Amazon -- and Amazon.co.uk seems to be doing this also, which is unusual because changes to the US site are sometimes trickle-fed to us after a while or never happen at all...

Amazon has removed their Amazon ratings from a lot of books.

"In consideration of our entire customer base, we exclude “adult” material from appearing in some searches and best seller lists. Since these lists are generated using sales ranks, adult materials must also be excluded from that feature."

This is probably the stupidest and laziest way of implementing such a policy I can think of -- and I've run into several stupidities from Amazon.co.uk. so from them stupid isn't new it's expected.

But the policy itself annoys me.

Not just that the way they've chosen to enact it seems to be classifying anything with the word gay (or whatever) in the marketing, or title, or tags (or however they're picking some books out) as adult, but the one that says any book they've deemed to be adult has to be treated differently from all the others.

Task list.
1 > Using the post about Amazon's handling of adult material, decide whether each statement agrees with it: (a) the writer says Amazon.co.uk seems to be doing the same thing as the US site; (b) the quoted policy says adult material is included in best seller lists; (c) the writer calls stupidity from Amazon.co.uk unexpected. Answer yes or no for each, quoting the words of the post that settle it.
2 > Filter the records and copy each line that contains the string "reflection".

Entries.
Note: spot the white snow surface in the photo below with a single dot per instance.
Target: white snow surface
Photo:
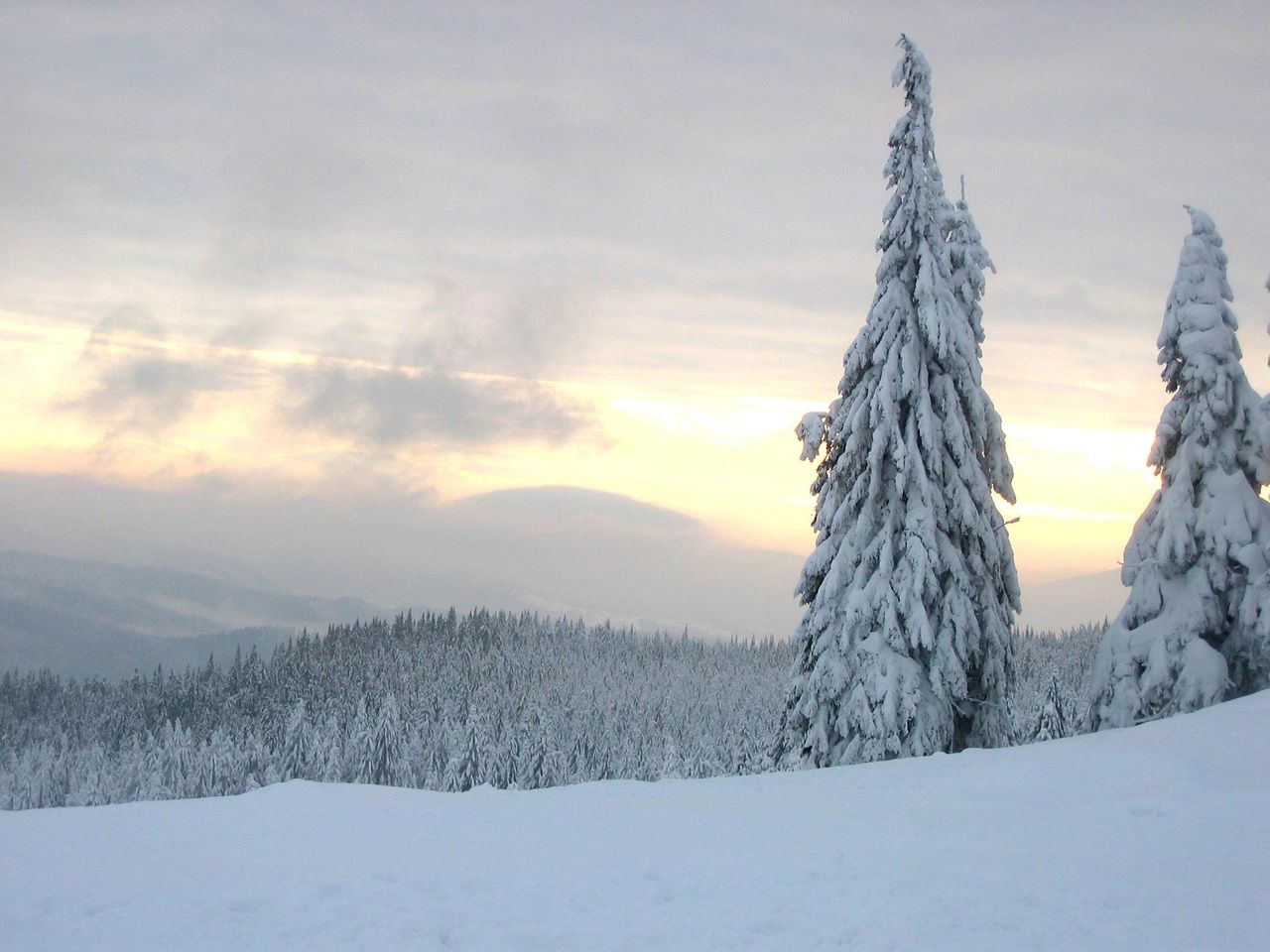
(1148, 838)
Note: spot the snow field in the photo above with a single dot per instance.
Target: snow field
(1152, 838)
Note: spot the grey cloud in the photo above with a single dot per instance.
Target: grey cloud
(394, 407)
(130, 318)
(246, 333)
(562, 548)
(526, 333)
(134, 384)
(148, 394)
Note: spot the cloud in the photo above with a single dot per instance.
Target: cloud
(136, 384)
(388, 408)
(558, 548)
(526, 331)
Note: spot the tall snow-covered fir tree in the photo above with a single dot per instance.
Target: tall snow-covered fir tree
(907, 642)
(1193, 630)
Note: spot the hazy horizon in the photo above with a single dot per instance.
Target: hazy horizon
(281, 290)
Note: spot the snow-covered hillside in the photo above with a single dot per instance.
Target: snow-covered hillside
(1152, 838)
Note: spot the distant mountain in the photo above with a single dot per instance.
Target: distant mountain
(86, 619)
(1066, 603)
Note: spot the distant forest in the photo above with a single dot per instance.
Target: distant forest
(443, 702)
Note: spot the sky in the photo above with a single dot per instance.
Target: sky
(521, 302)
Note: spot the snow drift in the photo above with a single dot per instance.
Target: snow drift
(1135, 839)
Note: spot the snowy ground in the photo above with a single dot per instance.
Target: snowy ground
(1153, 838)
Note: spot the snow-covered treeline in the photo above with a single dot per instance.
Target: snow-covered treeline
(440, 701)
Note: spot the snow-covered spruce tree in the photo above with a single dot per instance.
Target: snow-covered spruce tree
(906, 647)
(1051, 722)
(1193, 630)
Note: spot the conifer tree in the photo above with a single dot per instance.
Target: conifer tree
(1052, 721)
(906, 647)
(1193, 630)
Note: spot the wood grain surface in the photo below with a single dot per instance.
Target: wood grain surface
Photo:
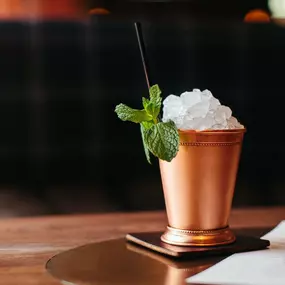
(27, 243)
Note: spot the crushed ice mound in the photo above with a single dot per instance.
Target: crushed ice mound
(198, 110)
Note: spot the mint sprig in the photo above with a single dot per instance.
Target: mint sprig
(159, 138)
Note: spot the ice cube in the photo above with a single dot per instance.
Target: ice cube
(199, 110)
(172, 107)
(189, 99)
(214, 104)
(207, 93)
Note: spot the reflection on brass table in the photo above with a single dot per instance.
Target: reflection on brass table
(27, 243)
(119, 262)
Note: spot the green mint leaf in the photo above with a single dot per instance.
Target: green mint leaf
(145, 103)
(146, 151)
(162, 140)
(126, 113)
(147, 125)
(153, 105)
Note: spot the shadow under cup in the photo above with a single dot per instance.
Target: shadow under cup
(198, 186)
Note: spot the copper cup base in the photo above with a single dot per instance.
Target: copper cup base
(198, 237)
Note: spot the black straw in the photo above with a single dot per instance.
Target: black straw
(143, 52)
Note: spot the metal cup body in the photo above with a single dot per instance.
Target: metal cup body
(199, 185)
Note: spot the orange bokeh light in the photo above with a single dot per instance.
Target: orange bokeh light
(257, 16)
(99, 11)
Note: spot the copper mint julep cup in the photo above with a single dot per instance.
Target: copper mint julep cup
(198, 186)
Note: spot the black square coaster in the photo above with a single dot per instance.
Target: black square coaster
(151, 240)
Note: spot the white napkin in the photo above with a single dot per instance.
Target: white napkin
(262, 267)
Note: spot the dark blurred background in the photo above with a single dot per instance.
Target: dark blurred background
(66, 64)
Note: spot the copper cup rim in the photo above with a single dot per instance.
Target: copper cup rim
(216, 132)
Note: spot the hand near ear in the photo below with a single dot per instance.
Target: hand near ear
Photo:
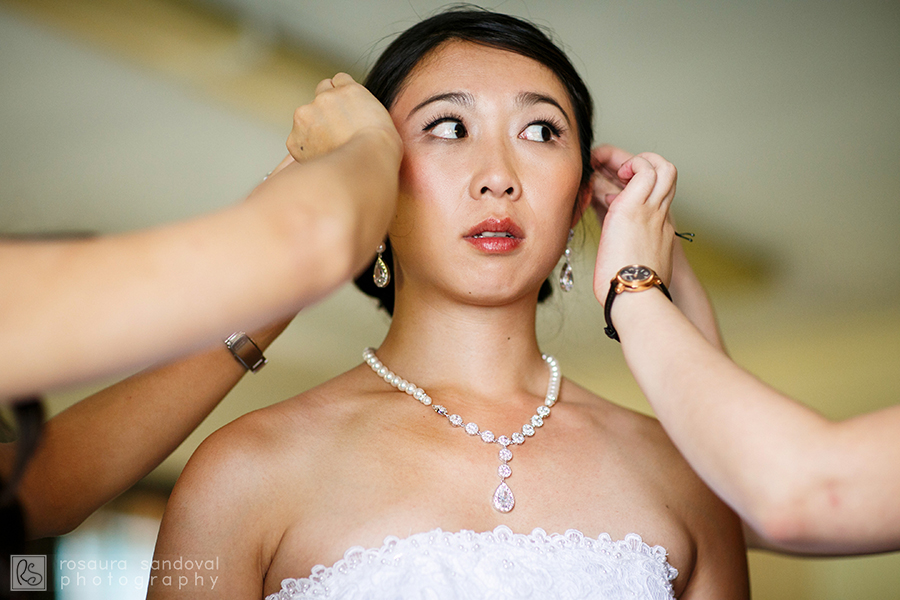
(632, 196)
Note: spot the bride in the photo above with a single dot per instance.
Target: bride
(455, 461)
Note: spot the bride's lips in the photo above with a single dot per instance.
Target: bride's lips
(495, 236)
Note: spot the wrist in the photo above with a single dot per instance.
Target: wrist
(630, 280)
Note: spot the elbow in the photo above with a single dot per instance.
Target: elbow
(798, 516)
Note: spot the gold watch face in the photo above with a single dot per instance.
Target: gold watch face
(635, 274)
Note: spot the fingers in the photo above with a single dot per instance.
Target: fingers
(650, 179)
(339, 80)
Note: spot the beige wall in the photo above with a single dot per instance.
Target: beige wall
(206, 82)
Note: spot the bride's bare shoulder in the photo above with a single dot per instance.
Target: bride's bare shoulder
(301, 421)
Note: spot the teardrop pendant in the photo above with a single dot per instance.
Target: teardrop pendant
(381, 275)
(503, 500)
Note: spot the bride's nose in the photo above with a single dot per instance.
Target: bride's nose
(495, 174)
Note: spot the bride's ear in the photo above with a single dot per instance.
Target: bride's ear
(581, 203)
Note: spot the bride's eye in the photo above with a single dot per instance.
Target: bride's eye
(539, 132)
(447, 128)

* * *

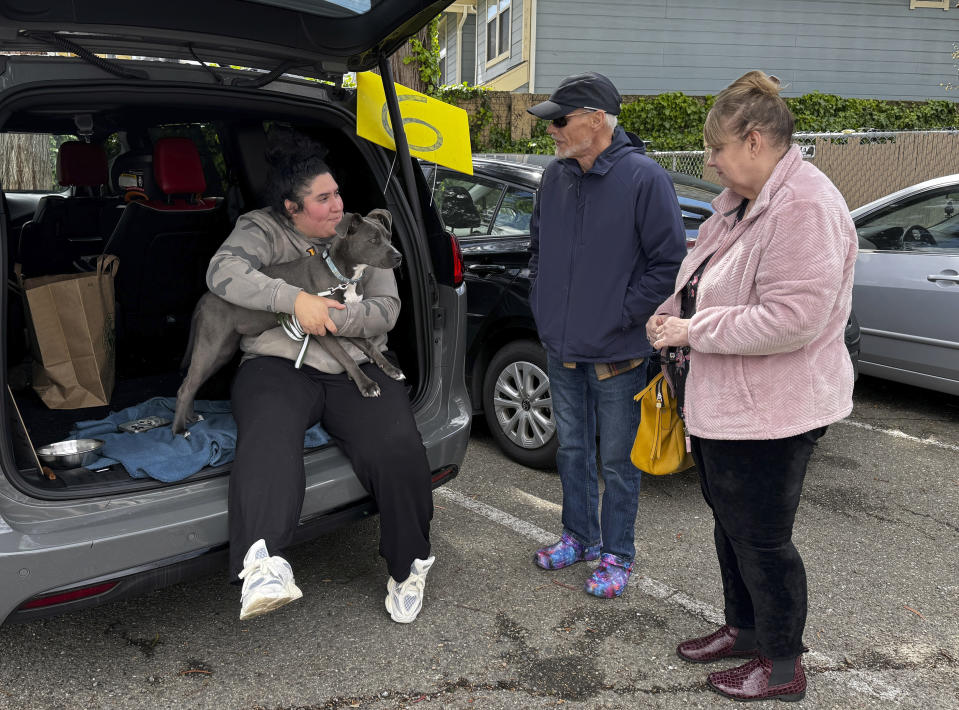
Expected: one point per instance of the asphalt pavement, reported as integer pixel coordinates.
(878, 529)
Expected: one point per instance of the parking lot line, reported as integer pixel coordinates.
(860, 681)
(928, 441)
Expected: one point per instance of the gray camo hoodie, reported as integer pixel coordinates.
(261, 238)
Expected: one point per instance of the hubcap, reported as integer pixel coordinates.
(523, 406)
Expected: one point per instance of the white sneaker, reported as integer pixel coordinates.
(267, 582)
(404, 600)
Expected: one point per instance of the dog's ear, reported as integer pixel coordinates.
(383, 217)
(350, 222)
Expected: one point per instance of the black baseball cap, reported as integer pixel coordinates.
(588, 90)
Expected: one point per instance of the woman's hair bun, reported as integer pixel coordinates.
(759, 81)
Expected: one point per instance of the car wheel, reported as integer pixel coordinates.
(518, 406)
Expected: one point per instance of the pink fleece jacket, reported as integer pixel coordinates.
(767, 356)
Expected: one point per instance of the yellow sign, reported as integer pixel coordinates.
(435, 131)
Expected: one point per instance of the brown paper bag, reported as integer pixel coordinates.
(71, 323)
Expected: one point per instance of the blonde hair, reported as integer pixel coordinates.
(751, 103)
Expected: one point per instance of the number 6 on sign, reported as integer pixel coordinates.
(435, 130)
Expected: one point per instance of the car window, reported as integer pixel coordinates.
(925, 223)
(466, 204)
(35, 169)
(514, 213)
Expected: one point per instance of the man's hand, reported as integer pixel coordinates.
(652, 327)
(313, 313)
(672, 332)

---

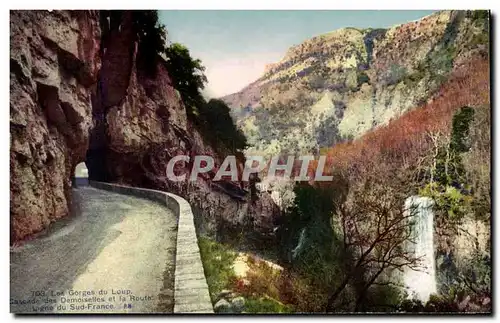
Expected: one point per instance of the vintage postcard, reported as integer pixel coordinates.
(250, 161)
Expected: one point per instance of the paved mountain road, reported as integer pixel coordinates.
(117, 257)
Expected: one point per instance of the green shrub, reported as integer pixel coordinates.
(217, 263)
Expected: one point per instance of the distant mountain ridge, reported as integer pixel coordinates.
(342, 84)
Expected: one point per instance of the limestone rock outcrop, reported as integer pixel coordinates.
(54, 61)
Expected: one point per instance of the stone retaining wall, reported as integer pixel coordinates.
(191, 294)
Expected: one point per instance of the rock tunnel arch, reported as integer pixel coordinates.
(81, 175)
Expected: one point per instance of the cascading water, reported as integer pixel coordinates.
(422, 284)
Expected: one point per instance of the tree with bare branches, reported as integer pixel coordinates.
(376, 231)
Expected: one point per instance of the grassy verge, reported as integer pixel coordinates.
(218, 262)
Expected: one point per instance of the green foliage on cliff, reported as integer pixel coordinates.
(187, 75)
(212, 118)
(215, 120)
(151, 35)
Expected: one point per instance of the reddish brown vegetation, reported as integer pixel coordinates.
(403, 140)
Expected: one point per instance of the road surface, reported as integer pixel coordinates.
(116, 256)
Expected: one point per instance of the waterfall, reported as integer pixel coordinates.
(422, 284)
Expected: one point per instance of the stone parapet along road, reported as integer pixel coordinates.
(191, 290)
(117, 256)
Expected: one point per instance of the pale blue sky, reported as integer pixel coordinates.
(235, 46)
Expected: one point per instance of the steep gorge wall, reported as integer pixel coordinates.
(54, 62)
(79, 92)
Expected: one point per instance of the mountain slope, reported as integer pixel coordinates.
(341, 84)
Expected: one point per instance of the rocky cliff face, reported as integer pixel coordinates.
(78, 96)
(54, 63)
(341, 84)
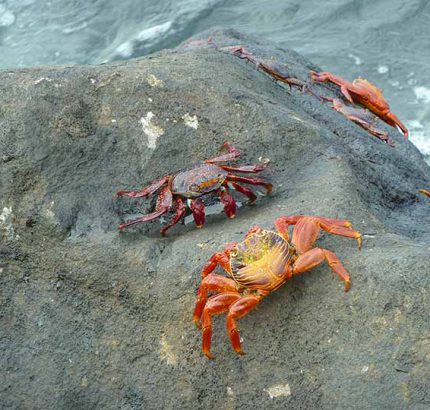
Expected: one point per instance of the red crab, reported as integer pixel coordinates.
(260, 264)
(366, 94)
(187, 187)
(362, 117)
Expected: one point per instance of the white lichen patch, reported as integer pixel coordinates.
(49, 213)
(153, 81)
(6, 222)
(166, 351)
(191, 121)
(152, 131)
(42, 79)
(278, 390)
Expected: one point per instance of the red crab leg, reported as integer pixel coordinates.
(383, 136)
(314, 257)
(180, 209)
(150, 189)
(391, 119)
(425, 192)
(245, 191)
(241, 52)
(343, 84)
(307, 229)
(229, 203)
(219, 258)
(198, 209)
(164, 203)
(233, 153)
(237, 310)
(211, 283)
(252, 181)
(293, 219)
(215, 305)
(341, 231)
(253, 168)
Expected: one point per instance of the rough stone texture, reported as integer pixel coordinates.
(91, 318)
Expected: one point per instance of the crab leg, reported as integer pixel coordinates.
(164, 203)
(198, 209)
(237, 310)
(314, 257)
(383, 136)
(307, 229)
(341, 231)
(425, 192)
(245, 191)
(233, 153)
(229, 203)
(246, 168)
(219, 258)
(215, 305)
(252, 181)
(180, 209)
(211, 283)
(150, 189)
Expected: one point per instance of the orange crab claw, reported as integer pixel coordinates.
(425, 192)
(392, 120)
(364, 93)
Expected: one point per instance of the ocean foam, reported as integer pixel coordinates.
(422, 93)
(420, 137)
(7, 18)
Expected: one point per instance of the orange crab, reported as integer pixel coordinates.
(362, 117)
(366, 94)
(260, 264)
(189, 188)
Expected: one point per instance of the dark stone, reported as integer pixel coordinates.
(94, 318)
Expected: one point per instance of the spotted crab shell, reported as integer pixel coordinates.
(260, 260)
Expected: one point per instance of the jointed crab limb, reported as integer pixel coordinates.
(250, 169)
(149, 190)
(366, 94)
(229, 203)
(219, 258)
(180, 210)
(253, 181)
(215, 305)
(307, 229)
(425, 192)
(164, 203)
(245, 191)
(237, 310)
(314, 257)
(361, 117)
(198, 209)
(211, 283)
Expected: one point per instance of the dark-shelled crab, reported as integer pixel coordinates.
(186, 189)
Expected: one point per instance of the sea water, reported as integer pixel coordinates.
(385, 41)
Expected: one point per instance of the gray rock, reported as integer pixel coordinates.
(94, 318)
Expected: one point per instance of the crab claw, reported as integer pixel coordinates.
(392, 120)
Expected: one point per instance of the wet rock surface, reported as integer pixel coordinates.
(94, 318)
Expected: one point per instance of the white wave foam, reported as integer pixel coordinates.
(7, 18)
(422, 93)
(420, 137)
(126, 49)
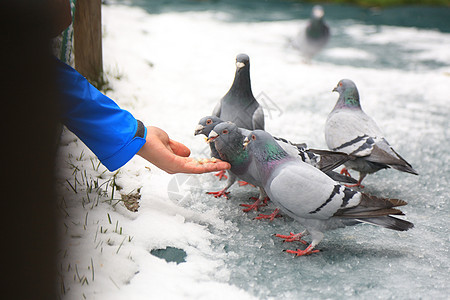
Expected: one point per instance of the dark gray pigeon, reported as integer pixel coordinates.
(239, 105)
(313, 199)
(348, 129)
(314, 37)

Solution set.
1 >
(a) Yes: "Amazon.co.uk seems to be doing this also"
(b) No: "we exclude “adult” material from appearing in some searches and best seller lists"
(c) No: "so from them stupid isn't new it's expected"

2 >
Note: spot the reflection on brass table in the photo above with a single dot per instance.
Target: reflection on brass table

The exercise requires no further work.